▸ **指示内容**:
#1 複合動詞レキシコンの紹介文で「本データベースは,国語研の」から始まる段落を、主な事実を残して短く書き直す。
#2 複合動詞レキシコンの紹介文を、最後の文のあとから書き継ぐ。

▸ **本文抜粋**:

---+---

日本語には「光り輝く,投げ入れる,書き上げる」のように,2つの動詞が連接した複合動詞が豊富に見られます。また,「食べてみる,仕舞っておく」のように前の動詞に「テ」が付いた表現も日常的に使われます。世界的に見ると,このような2動詞の連結表現は東アジアから南アジア,そして中央アジアの一部にかけての地域に広く分布していますが,多くの言語はテ形に当たる接続動詞を使っています。前の動詞が連用形に相当する「動詞+動詞型」の複合動詞は,東アジアに限られるようで,中でも日本語の複合動詞は数の多さと表現力の多様性において群を抜いています。そのため,言語の専門家にとっては興味深い分析対象であるとともに,日本語を学ぼうとする外国人にとっては手強い学習テーマでもあります。
「複合動詞レキシコン」は,現在の日本語でよく使われる動詞+動詞型の複合動詞(2,700語以上)に意味的・文法的情報を付与し,日本語研究の専門家だけでなく,外国人日本語学習者を含む一般の利用者にも使っていただくことを意図したオンラインデータベースで,様々な検索方法が可能です。
また,個々の複合動詞の見出しから本サイトのコーパス検索システムNLB (NINJAL-LWP for BCCWJ)にリンクを張り,現代日本語書き言葉均衡コーパス (BCCWJ)の例文と関連づけることが可能になりました。求める複合動詞の説明文の右肩にある「NLB」という表示をクリックしてください。
外国人学習者や,言語対照の研究者にも使っていただけるように,新たに,意味定義と用例に英語・中国語・韓国語の翻訳を付け,利便性を向上させました。英語訳は Carolyn Heaton, 中国語訳は陳劼懌(校閲 沈力),韓国語訳は黄賢暻[ホワン ヒョンギョン](校閲 全敏杞[チョン ミンギ],韓喜善[ハン ヒソン] )。
本データベースは,国語研の基幹型共同研究プロジェクト「日本語レキシコンの文法的・意味的・形態的特性」の一環としてプロジェクトリーダー(影山太郎)とPDフェロー(神崎享子)が言語学的な観点から基礎データを作成し,Lago NLP(旧Lago言語研究所、赤瀬川史朗)がオンライン検索システムとして構築したものです。
本データベースに含まれる約2,700の複合動詞は,影山が辞書等から収集した約2,000の複合動詞に,関連する研究文献で扱われている例を神崎が追加して整理したもので,次のような基準で収録されています。
1. | 現在の日本語で一般的に使われている複合動詞を収録する。古語・古典語,あるいは現代語でも特殊な専門分野や文学作品に限られ一般性がない語彙は除外。 |
2. | 動詞連用形+動詞型でないものは除く。たとえば,「読んでみる,止めておく,助けてやる,走って行く」のように前項動詞がテ形のもの,「買いに行く」のように前項が「に」を伴うもの,「暑がる,欲しがる」のような形容詞+動詞型,「役立つ,名指す」のような名詞+動詞型,「行かない,頼みやすい」のような動詞+形容詞型は除外する。なお,テ形を含む動詞連鎖で,意味が慣習化したものが若干見られる。本データベースでは「見て取る」を収録したが,他に「食ってかかる,降って湧く,寄って立つ」などがある。 |
3. | 動詞連用形+動詞型であっても,「〜始める,〜かける,〜忘れる,〜合う」のような統語的複合動詞は除き,語彙的複合動詞だけを収録。 |
本データベースの特徴をまとめると次のようになります。

---+---

データの行:

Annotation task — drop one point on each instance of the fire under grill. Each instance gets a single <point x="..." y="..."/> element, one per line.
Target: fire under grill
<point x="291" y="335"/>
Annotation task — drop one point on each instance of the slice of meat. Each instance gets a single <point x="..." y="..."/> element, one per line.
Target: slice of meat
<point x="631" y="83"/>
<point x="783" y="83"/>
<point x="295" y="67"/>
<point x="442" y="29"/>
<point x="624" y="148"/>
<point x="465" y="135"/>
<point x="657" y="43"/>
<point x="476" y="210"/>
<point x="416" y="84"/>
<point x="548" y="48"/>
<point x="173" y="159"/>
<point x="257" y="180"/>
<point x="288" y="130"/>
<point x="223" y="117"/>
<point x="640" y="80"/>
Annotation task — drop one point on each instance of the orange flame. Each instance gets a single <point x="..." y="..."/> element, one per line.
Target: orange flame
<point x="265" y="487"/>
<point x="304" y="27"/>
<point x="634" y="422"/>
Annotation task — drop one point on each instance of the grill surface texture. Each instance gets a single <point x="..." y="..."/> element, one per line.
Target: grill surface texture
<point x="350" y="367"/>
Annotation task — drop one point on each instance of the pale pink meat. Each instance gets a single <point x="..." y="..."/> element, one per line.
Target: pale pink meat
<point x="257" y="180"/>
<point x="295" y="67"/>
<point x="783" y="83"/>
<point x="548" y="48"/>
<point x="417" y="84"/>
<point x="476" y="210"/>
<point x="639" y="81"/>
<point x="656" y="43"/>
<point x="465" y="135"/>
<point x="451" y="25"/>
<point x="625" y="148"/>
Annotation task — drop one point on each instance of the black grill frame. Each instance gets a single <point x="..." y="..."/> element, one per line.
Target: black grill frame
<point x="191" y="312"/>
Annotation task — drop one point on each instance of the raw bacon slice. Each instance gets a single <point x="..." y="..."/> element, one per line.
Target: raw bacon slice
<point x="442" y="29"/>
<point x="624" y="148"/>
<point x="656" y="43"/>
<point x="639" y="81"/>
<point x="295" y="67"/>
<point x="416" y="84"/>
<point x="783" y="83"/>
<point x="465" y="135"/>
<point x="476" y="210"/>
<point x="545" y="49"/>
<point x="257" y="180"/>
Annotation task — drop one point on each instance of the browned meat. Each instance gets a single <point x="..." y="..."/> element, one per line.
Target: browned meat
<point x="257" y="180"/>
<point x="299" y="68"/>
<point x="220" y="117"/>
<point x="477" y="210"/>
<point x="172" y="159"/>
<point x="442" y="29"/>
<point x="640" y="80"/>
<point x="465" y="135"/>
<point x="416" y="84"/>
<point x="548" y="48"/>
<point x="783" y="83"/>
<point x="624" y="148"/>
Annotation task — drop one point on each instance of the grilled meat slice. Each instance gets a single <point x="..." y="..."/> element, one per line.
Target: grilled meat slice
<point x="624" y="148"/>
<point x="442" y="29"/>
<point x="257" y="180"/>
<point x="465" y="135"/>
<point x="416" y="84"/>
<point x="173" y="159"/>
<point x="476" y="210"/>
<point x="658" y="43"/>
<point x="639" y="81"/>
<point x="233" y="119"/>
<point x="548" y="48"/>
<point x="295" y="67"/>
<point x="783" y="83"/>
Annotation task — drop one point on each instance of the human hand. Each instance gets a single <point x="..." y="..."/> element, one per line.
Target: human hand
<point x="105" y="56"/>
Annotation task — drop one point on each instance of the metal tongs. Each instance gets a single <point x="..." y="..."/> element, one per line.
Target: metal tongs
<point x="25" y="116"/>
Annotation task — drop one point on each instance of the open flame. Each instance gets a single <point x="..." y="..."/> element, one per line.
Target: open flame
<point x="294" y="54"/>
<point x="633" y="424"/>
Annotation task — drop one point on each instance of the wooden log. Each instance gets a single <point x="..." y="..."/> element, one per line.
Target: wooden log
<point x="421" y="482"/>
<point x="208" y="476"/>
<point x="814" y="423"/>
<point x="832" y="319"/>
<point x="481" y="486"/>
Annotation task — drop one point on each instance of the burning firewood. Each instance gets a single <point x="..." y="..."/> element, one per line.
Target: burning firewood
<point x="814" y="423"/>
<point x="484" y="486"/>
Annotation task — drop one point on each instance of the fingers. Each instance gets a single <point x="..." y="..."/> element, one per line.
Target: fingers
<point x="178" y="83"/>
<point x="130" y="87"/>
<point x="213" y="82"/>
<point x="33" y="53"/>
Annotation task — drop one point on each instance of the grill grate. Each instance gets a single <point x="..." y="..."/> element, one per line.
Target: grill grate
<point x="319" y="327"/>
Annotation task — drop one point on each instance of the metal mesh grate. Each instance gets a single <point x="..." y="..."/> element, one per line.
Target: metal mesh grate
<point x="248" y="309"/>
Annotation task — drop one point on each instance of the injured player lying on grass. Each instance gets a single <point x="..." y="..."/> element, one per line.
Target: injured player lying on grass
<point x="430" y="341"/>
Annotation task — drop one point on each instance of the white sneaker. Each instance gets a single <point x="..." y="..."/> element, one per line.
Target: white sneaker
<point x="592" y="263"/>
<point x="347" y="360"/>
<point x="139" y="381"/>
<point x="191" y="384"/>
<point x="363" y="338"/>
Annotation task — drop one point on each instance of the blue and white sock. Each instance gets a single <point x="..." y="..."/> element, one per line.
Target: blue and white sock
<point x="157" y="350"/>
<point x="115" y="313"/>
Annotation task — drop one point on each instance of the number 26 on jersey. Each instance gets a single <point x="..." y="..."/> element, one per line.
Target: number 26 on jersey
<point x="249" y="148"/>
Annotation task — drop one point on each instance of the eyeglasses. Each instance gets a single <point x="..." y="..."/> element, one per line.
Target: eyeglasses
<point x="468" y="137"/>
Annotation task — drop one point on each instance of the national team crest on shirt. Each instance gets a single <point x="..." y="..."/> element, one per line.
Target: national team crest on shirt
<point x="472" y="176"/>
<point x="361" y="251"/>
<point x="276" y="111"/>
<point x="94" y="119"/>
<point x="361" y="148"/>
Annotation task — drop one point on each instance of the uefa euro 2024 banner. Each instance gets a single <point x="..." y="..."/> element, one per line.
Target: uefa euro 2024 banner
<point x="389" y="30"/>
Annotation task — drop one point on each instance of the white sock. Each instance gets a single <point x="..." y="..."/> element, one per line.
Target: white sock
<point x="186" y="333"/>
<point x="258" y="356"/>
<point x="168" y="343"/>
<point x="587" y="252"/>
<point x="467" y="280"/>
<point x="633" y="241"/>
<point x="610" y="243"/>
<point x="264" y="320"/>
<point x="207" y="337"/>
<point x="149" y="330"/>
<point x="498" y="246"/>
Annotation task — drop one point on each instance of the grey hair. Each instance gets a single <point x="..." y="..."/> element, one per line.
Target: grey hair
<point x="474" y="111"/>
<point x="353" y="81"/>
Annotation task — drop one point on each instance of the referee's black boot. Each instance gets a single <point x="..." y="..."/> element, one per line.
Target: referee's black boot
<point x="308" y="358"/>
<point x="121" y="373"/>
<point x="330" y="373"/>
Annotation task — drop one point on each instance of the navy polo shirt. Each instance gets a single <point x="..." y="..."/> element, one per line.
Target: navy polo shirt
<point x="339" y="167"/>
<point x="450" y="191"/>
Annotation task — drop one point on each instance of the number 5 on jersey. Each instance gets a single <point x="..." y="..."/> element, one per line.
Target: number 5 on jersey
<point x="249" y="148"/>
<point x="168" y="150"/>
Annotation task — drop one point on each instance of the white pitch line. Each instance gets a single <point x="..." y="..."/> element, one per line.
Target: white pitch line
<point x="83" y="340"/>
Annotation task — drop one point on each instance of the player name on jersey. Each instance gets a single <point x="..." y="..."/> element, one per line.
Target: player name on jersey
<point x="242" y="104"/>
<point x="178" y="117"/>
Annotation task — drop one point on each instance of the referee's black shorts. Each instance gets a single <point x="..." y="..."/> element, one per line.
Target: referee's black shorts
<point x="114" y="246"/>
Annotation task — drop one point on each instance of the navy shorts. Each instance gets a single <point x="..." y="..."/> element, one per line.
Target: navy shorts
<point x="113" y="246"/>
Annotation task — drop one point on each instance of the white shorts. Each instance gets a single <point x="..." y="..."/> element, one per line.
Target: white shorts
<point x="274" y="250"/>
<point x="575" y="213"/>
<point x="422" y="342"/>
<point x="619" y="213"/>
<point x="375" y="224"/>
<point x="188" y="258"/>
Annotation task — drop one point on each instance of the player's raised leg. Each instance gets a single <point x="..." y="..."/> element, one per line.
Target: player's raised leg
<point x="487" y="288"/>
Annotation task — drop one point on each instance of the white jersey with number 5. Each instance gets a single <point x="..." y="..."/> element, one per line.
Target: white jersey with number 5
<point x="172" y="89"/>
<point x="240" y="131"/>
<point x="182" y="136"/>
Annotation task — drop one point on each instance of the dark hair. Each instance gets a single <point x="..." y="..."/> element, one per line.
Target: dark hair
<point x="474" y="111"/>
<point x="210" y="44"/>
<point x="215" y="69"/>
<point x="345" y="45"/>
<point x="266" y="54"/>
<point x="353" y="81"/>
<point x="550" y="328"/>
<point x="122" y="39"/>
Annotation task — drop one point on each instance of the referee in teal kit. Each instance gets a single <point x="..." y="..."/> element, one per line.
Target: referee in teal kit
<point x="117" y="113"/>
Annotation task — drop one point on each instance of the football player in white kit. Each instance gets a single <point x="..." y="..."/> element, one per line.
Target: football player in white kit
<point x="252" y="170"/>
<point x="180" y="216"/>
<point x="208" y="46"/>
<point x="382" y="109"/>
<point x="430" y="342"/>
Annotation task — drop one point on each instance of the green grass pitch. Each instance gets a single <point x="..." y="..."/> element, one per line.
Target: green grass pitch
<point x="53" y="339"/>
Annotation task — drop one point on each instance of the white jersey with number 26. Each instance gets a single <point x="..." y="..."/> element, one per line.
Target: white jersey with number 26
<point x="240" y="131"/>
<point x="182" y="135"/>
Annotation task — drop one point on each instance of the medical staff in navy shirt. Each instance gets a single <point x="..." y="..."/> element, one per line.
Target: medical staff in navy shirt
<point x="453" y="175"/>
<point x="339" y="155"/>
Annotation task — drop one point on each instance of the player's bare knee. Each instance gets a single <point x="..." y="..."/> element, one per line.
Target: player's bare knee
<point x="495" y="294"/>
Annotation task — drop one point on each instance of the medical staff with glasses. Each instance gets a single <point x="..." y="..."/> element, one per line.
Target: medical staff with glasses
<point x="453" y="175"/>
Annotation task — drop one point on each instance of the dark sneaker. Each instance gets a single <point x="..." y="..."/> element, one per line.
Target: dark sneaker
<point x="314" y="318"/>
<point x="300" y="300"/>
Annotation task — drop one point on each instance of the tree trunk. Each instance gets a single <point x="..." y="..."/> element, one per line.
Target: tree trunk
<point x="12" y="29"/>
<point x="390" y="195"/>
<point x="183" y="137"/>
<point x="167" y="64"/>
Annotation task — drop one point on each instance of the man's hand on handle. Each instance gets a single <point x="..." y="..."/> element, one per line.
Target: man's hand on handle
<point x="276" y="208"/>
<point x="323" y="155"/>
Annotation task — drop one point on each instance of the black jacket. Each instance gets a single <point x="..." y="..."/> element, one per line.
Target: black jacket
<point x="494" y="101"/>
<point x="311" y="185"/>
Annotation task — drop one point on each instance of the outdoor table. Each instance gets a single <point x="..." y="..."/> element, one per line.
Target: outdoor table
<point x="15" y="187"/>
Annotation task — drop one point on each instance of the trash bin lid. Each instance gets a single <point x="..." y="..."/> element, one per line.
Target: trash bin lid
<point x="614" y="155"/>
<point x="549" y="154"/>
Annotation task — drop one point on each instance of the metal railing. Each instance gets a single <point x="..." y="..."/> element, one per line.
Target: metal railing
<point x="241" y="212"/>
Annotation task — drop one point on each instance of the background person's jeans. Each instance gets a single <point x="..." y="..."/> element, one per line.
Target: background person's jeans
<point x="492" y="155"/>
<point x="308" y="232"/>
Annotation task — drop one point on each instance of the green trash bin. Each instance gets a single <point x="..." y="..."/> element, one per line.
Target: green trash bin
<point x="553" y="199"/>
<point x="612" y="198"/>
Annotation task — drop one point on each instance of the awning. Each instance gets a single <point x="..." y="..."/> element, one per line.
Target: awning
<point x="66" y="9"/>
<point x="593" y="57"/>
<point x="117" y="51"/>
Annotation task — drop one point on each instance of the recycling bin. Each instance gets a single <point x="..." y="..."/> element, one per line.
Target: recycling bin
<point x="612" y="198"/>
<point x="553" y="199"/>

---+---

▸ **課題別の回答**:
#1 国語研の基幹型共同研究プロジェクト「日本語レキシコンの文法的・意味的・形態的特性」の一環として、プロジェクトリーダーの影山太郎とPDフェローの神崎享子が言語学的観点から基礎データを作成し、Lago NLP(旧Lago言語研究所、赤瀬川史朗)がオンライン検索システムとして構築した。

#2
1. | 言語研究者だけでなく,日本語学習者や言語処理の研究者にも資する内容。 |
2. | 信頼性を重視した収録語数と説明。 |
3. | 検索は,全体検索,前方検索,後方検索だけでなく,ひらがな,漢字交じり表記,アルファベット表記のいずれでも入力が可能。 |
4. | 複合動詞の仕組みが分かるような意味定義と用例。 |
5. | 意味定義と用例には,ネイティブスピーカーが作成した英語訳,中国語訳,韓国語訳を表示。 |
6. | 複合動詞全体の使い方を示す基本文型(格パターン)。 |
7. | 言語学的研究の成果を反映させた語構造の分析。 |
従来の辞書にはない,本データベース独自の特徴は,複合動詞の語構造を表示していることです。これは,2つの動詞の連続体を,前項動詞(V1)と後項動詞(V2)の意味関係や後項動詞(V2)の意味機能に基づいて表示したものです。しかしながら,語構造の考え方は作成者(影山)の言語学的分析が背景になっているので,まだ証明された定説ではありません。ひとつの案として,今後の研究のために利用していただければ幸いです。
1. VV(動詞+動詞)
VVタイプは,2つの動詞がそれぞれ本来の意味と格関係を持つ場合で,「複合動詞」という名称が最もふさわしいタイプである。大まかな見分け方としては,V1+V2が,「V1て,V2」,「V1ながら,V2」,あるいは「V1なので,V2」のように,前項動詞(V1)が後項動詞(V2)を何らかの関係で修飾すると解釈される場合である。たとえば,「(犬が草花を)踏みつぶす」なら「(犬が草花を)踏んでつぶす」と言い換えられる。この場合,前項「踏む」は「犬が草花を踏む」,後項「つぶす」は「犬が草花をつぶす」のように,それぞれが主語・目的語の関係を持っており,「踏みつぶす」全体として「踏むことによってつぶす」という意味を表す。同様に,
このようにVV型では,基本的に後項動詞(V2)が文全体の格関係(項の関係)を決定する。
2. Vs(動詞+補助的な動詞)
前項動詞(V1)は本来の意味と格関係を持つが,後項動詞(V2)は文字通りの意味が希薄になっていて,格関係(項構造)もほとんど失われ,補助的(subsidiary)な動詞になっている。そのため,「V1て,V2」や「Vながら,V」という形で言い換えることができない。たとえば,次のような言い換えはできない。
むしろ逆に,「降りしきる」なら「しきりに(絶え間なく)降る」,「晴れ渡る」なら「空の隅々まで行き渡るように,晴れる」,「死に急ぐ」なら「急いで死ぬ」,「咲き競う」なら「競って(競うように)咲く」,「花が咲き誇る」なら「誇らしげに咲く」,「降り注ぐ」なら「注ぐように(勢いよく)降る」のように,動詞の前後関係を逆転させて言い換えることが可能である。このように,Vsタイプの後項動詞(V2)は,元来の動詞としての機能を失い,前項動詞(V1)を修飾するという補助的な機能になっている。そのため,文全体の格関係はもっぱらV1によって決定される。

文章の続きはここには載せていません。